GIVEN TEXT:

==============================

2015 U.S. air strike on a hospital in Afghanistan

On 3 October 2015, a United States Air Force AC-130U gunship attacked the Kunduz Trauma Centre operated by Médecins Sans Frontières (MSF, or Doctors Without Borders) in the city of Kunduz, in the eponymous province in northern Afghanistan. 42 people were killed and over 30 were injured. MSF condemned the incident, calling it a deliberate breach of international humanitarian law and a war crime. It further stated that all warring parties had been notified about the hospital and its operations well in advance.

The United States military initially said the airstrike was carried out to defend U.S. forces on the ground. Later, the United States commander in Afghanistan, General John F. Campbell, said the airstrike was requested by Afghan forces who had come under Taliban fire. Finally, Campbell said the airstrike was a U.S. decision, made in the U.S. chain of command and not requested by Afghan forces. Campbell said that the attack was "a mistake", further stating: "We would never intentionally target a protected medical facility." The USCENTCOM 15-6 report stated that General Campbell's own lack of strategic guidance and dissemination of certain Rules of Engagement were major contributing factors that led to the command and control breakdown prior to the airstrike. Anonymous sources alleged that cockpit recordings showed the AC-130 crew questioned the strike's legality.

==============================

EXERCISE DATA:
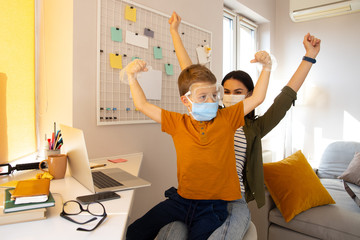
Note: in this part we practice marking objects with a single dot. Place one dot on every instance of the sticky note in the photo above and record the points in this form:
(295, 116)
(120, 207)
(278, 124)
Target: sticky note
(169, 69)
(148, 32)
(158, 52)
(116, 34)
(130, 13)
(137, 40)
(115, 61)
(151, 83)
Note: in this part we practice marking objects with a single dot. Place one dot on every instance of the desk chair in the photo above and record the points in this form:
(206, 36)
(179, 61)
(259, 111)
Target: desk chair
(251, 234)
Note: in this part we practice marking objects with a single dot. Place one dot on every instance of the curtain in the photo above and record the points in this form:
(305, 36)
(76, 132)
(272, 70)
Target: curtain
(17, 79)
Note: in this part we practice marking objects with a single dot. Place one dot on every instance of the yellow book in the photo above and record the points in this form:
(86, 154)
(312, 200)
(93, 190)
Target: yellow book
(23, 216)
(31, 188)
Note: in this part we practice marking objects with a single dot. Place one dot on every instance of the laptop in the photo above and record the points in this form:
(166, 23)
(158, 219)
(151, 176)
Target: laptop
(79, 166)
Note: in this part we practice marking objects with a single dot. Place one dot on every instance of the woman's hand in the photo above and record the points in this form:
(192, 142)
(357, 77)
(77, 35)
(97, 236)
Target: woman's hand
(174, 22)
(312, 45)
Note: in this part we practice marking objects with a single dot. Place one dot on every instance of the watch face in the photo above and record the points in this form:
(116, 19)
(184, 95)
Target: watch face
(312, 60)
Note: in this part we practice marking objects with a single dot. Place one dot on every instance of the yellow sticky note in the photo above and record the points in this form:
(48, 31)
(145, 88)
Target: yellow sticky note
(130, 13)
(115, 61)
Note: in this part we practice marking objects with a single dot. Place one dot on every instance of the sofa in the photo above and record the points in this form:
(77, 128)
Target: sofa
(330, 221)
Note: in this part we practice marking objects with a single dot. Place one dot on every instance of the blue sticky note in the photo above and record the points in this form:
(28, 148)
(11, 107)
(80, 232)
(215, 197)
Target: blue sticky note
(116, 34)
(158, 52)
(169, 69)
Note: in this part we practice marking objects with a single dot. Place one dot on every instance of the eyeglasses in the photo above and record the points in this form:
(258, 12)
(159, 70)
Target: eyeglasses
(73, 207)
(201, 94)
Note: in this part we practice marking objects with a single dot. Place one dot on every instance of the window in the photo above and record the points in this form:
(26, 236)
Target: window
(17, 79)
(239, 44)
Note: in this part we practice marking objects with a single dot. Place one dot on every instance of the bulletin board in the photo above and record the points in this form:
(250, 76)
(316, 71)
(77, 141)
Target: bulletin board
(128, 30)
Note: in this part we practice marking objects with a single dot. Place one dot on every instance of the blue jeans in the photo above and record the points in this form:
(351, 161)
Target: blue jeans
(234, 227)
(201, 217)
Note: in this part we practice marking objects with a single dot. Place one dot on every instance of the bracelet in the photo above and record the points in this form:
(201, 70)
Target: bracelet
(312, 60)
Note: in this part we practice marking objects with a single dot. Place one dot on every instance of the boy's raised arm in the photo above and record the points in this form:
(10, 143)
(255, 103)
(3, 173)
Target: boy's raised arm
(259, 92)
(312, 47)
(139, 98)
(181, 54)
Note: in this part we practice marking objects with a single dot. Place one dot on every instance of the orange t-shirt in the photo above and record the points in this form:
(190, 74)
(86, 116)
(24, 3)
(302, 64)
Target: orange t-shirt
(206, 166)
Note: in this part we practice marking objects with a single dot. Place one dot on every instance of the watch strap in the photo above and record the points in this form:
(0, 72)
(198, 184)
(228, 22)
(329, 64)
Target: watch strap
(312, 60)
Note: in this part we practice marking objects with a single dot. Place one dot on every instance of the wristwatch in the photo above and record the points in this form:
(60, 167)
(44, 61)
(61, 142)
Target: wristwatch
(312, 60)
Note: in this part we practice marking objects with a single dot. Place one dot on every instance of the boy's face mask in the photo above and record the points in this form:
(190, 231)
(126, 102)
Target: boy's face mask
(205, 101)
(230, 99)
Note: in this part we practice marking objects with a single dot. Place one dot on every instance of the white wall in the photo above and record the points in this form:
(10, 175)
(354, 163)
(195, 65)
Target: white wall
(159, 163)
(324, 120)
(327, 109)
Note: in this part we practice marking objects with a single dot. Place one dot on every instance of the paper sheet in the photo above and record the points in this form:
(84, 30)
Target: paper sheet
(116, 34)
(151, 83)
(169, 69)
(130, 13)
(137, 40)
(115, 61)
(157, 52)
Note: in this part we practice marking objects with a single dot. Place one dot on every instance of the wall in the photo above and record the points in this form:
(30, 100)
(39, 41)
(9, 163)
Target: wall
(327, 109)
(55, 65)
(159, 163)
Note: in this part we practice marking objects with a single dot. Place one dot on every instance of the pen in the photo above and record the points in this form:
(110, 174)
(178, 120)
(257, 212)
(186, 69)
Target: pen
(98, 165)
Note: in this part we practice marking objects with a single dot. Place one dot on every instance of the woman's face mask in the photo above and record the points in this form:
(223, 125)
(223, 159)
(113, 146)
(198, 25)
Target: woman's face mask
(230, 99)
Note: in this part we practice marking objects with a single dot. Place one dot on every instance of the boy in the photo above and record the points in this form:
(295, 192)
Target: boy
(207, 176)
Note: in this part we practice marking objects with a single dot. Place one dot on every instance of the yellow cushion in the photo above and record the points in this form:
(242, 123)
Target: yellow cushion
(294, 186)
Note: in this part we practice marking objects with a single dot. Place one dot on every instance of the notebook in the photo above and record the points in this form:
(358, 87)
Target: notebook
(79, 167)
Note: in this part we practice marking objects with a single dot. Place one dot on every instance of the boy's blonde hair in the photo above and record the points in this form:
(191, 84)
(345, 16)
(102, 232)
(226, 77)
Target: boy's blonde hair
(193, 74)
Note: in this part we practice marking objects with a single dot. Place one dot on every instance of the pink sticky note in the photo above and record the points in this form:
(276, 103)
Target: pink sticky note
(119, 160)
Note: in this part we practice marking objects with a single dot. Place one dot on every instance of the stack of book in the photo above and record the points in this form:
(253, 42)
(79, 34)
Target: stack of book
(27, 202)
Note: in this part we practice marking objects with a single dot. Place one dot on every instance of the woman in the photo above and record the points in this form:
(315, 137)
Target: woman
(248, 151)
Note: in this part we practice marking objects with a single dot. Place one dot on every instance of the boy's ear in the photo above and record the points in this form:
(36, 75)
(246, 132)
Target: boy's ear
(185, 101)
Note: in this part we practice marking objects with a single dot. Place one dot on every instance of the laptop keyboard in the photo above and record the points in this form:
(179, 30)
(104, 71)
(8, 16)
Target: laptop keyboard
(101, 180)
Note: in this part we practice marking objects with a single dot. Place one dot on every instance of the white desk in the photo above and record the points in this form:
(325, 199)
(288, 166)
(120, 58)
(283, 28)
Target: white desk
(55, 227)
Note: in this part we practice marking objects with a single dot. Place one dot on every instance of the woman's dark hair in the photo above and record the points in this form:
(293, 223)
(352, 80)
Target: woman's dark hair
(245, 79)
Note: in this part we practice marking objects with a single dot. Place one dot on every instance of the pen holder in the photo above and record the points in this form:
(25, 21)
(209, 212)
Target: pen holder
(50, 152)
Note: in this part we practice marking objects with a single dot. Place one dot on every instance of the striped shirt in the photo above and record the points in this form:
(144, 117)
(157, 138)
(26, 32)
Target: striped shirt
(240, 154)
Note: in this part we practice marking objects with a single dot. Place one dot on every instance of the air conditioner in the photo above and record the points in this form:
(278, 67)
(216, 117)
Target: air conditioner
(305, 10)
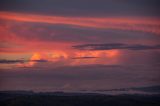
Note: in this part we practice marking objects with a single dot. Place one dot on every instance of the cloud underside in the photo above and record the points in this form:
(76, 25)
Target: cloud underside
(112, 46)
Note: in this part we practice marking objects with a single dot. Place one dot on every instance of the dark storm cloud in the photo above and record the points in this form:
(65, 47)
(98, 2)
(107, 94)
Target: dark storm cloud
(84, 7)
(115, 46)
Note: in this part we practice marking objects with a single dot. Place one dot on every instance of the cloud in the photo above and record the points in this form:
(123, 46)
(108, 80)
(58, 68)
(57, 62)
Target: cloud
(112, 46)
(88, 57)
(4, 61)
(85, 7)
(150, 25)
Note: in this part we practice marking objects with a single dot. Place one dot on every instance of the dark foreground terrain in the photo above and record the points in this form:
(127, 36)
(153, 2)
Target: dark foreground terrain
(22, 98)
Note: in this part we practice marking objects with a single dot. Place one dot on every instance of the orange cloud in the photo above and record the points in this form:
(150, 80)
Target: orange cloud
(142, 24)
(103, 57)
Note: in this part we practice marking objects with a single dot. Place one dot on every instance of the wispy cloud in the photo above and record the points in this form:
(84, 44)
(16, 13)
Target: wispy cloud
(119, 23)
(116, 46)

==============================

According to the text about the 2015 Kunduz hospital strike, what aircraft attacked the trauma center?

A United States Air Force AC-130U gunship.